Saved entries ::
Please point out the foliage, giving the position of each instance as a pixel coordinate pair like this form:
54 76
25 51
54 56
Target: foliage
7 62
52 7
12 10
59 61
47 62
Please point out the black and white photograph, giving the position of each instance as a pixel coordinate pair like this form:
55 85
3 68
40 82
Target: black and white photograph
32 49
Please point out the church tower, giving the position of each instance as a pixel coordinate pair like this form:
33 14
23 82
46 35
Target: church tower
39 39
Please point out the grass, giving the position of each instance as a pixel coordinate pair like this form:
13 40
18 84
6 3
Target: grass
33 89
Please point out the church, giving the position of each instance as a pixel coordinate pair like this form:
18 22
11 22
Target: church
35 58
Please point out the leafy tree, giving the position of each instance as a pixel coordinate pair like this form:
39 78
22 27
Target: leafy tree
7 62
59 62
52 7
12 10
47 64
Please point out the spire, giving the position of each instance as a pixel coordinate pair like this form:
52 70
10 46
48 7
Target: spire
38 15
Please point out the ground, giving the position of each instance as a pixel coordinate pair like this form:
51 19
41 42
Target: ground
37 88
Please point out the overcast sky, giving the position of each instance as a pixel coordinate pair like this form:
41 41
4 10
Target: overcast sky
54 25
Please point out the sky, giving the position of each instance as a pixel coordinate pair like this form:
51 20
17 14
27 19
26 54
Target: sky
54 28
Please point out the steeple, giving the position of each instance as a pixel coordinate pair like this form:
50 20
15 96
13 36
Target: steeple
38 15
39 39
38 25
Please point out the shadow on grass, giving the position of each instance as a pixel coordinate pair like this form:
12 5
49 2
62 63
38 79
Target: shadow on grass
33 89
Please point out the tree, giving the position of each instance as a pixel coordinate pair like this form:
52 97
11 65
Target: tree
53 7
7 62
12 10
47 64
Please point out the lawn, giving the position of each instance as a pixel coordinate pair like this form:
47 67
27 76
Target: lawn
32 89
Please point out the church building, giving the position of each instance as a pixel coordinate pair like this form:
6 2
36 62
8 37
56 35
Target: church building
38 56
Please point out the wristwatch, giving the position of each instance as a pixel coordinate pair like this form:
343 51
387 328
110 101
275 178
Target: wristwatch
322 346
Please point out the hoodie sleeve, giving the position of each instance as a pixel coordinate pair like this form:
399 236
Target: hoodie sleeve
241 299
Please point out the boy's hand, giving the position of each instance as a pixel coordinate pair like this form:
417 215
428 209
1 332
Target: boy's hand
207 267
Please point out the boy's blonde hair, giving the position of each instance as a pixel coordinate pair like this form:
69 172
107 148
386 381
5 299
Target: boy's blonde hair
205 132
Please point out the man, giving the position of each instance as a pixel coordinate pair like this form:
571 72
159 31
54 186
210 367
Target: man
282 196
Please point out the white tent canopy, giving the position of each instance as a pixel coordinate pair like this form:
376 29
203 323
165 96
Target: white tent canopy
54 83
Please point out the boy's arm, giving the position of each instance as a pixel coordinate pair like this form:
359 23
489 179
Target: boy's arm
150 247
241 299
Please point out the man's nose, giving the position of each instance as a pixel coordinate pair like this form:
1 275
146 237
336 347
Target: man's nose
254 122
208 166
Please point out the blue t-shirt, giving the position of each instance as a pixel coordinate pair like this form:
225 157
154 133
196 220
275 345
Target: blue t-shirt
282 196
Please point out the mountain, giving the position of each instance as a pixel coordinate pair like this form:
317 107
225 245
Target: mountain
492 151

Goal of the exercise ::
When you reach the end of the data, retype all of it exactly.

Answer area ::
Please point out the foliage, giving the position of each instance as a pixel coordinate pair like this form:
54 76
25 51
54 56
Target: foliage
7 62
52 7
12 10
59 61
47 62
Please point out the black and white photograph, giving the position of each instance as a pixel coordinate pair like this form:
55 85
3 68
40 82
Target: black and white photograph
32 49
Please point out the church tower, giving the position of each instance as a pixel coordinate pair like this form:
33 14
23 82
46 35
Target: church tower
39 39
Please point out the grass, giving the position of each instance as a pixel coordinate pair like this form:
13 40
18 84
6 3
Target: grass
33 89
Please point out the church, giving the position of each instance as a pixel coordinate pair like this form:
18 22
11 22
Target: church
35 58
Please point out the leafy tree, giving the position of each instance as a pixel coordinate pair like this form:
39 78
22 27
Target: leafy tree
7 62
59 62
52 7
12 10
47 64
Please point out the spire, giving the position of each instance as a pixel coordinate pair like this form:
52 70
10 46
48 7
Target: spire
38 15
Please point out the ground, giving the position of each instance as a pixel coordinate pair like this form:
51 19
41 42
Target: ground
37 88
Please point out the overcast sky, giving the position of each instance as a pixel coordinate pair like this form:
41 41
4 10
Target: overcast sky
54 25
Please point out the sky, giving the position of each instance as a pixel coordinate pair like this form:
51 20
17 14
27 19
26 54
Target: sky
54 28
Please point out the steeple, giving the position of each instance as a pixel coordinate pair like this form:
50 20
15 96
13 36
Target: steeple
38 15
39 39
38 25
Please point out the shadow on grass, giving the position of each instance as a pixel coordinate pair like this form:
12 5
49 2
62 63
38 79
Target: shadow on grass
33 89
Please point out the tree, giving the position of each instance as a pixel coordinate pair like this form:
52 97
11 65
Target: tree
53 7
7 62
12 10
47 64
Please point out the lawn, giving the position of each instance as a pixel coordinate pair like this form:
47 67
27 76
Target: lawn
32 89
Please point out the church building, giving the position of each instance as a pixel coordinate pair like this form:
6 2
36 62
8 37
56 35
Target: church building
38 56
Please point out the wristwatch, giving the position of each instance as a pixel coordinate pair like this form:
343 51
387 328
110 101
275 178
Target: wristwatch
322 346
Please point out the hoodie sleeve, giving the position of each instance as a pixel coordinate pair like this form:
399 236
Target: hoodie sleeve
241 299
Please point out the boy's hand, giving the position of each instance as a pixel coordinate pair like this form:
417 215
428 209
1 332
Target: boy's hand
207 267
Please point out the boy's blonde hair, giving the position of each instance as a pixel coordinate pair like this form:
69 172
107 148
386 381
5 299
Target: boy's blonde hair
205 132
Please point out the man, giving the position of each instance as a pixel coordinate pair like this form:
571 72
159 31
54 186
210 367
Target: man
282 196
Please point out the white tent canopy, giving the position of each instance as a pixel coordinate pair like this form:
376 29
203 323
165 96
Target: white tent canopy
54 83
Please point out the boy's arm, giving the position of each instance as a pixel coordinate pair like this form:
359 23
489 179
Target: boy's arm
150 247
241 299
Please point out the man's nose, giving the position of each instance as a pixel coordinate pair like this form:
1 275
146 237
336 347
Target: man's nose
254 122
208 166
Please point out the blue t-shirt, giving the position of each instance as a pixel coordinate pair like this form:
225 157
154 133
196 220
275 345
Target: blue t-shirt
282 196
Please point out the mountain, giving the position of each instance as a pixel coordinate pair like this form:
317 107
225 245
Target: mountain
492 151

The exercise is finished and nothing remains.